*What this task involves*. Only the lines from the first line of the records through the line containing "example | (619,339)" belong in the answer. Copy them exactly.

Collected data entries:
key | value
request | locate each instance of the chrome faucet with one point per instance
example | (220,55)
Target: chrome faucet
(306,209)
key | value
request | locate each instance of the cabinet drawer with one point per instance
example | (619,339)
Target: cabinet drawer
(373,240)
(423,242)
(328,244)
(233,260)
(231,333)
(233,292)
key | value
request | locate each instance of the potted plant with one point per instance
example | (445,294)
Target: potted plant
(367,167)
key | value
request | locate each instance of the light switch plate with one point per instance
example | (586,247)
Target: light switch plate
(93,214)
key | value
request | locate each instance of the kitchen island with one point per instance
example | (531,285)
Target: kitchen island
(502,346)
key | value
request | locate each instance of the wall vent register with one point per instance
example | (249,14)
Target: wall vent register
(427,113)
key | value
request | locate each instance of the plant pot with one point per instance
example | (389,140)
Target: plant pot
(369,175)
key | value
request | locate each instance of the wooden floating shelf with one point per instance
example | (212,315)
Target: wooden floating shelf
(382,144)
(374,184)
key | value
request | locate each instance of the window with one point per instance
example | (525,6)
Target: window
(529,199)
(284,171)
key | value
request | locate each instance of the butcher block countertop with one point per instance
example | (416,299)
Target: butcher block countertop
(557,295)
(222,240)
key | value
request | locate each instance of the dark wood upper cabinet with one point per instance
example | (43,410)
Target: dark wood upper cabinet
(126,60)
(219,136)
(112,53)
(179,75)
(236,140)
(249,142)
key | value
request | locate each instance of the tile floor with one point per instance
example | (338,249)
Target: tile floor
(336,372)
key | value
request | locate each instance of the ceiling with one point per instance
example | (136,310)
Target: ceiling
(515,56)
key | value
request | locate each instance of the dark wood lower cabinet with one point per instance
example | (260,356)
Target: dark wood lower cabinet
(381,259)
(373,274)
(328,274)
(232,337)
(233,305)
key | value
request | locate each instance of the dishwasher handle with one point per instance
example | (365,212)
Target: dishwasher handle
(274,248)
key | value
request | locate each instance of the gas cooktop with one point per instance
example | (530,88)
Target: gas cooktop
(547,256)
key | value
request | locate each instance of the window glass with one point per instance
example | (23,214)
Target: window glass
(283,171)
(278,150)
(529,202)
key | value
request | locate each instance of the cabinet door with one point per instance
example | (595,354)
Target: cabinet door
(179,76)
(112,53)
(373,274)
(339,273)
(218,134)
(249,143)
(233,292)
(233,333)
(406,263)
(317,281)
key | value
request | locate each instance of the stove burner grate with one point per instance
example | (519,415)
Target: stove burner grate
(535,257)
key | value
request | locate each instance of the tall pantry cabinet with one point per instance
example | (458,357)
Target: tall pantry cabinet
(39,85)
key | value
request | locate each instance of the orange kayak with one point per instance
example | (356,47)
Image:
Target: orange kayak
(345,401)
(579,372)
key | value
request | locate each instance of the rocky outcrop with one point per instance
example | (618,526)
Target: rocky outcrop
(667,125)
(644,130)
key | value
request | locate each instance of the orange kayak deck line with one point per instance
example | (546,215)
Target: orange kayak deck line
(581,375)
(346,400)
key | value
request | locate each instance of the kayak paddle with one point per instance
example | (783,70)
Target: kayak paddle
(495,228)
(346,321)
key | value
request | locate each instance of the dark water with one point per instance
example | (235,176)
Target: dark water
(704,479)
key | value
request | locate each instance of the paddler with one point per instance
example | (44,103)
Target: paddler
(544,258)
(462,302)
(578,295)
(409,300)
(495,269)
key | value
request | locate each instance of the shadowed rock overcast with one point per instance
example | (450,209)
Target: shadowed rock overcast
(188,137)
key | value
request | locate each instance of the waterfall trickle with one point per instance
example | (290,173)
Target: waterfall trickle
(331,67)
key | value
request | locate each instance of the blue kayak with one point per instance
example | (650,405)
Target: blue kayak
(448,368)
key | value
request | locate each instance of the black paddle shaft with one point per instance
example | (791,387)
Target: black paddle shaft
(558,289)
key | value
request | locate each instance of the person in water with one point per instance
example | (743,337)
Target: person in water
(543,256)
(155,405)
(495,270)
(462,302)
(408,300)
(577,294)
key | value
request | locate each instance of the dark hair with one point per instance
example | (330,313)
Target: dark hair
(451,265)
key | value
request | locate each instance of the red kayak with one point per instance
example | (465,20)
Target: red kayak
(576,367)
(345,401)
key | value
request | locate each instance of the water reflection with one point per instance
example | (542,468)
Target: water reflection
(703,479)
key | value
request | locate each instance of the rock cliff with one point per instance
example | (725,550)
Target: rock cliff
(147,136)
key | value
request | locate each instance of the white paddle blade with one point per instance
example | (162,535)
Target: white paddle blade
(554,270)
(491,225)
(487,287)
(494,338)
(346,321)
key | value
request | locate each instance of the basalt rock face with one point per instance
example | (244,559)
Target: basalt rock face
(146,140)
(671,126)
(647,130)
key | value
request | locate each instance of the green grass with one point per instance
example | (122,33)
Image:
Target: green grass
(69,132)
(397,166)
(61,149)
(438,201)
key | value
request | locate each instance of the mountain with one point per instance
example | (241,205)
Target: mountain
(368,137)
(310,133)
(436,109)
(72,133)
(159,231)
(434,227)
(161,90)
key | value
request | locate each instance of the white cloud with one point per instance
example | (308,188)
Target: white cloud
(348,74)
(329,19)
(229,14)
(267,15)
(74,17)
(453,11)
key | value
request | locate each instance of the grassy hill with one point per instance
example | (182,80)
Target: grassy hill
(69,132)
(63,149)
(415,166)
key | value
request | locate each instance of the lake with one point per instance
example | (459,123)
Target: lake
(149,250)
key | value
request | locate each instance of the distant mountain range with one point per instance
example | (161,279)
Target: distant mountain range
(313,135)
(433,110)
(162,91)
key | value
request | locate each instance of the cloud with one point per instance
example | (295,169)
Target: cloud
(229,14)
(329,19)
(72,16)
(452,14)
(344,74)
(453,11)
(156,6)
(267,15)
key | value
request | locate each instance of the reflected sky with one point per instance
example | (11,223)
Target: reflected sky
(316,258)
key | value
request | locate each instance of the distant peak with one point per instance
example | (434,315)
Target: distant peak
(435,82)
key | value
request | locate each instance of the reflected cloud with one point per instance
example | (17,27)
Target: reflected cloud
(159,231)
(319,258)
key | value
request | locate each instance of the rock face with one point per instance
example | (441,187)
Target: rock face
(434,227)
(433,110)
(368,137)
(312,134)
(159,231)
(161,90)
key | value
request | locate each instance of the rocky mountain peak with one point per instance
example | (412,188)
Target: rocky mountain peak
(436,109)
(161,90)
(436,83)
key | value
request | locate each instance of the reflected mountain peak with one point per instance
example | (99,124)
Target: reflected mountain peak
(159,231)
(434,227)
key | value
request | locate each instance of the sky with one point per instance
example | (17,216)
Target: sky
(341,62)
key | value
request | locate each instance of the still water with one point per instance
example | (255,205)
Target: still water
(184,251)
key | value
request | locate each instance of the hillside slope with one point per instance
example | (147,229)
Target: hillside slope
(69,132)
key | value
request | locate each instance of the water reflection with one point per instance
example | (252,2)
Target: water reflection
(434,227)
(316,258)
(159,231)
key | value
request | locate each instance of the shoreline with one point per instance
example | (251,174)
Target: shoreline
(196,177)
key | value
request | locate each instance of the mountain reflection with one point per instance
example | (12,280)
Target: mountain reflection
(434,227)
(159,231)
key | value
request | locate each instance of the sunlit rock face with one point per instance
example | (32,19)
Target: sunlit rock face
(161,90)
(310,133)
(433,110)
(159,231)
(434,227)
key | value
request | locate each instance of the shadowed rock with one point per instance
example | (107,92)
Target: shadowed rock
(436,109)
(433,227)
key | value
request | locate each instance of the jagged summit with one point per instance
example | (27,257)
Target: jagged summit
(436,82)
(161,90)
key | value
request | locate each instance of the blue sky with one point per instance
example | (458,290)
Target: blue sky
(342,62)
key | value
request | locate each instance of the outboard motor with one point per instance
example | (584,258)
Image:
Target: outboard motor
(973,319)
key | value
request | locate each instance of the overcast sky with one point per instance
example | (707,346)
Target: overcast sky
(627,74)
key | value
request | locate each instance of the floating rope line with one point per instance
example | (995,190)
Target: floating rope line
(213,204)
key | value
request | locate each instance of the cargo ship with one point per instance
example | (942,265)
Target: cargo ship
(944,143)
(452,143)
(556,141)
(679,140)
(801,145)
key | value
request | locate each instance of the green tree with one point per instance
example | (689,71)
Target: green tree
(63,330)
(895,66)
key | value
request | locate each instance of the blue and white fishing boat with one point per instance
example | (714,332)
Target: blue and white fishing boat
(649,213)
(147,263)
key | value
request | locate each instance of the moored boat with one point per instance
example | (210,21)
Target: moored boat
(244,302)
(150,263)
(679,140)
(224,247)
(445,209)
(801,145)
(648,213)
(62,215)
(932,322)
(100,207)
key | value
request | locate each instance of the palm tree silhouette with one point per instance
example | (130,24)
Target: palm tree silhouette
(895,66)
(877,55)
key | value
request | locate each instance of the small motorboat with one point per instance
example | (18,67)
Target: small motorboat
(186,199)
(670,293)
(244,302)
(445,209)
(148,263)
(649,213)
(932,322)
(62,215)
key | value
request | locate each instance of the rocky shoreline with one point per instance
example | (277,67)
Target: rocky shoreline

*Response area*.
key | value
request | locate each instance of the chrome faucet with one point per instance
example | (220,55)
Target: chrome faucet
(306,209)
key | value
request | locate each instance of the cabinet drawer with one point per instance
example | (619,339)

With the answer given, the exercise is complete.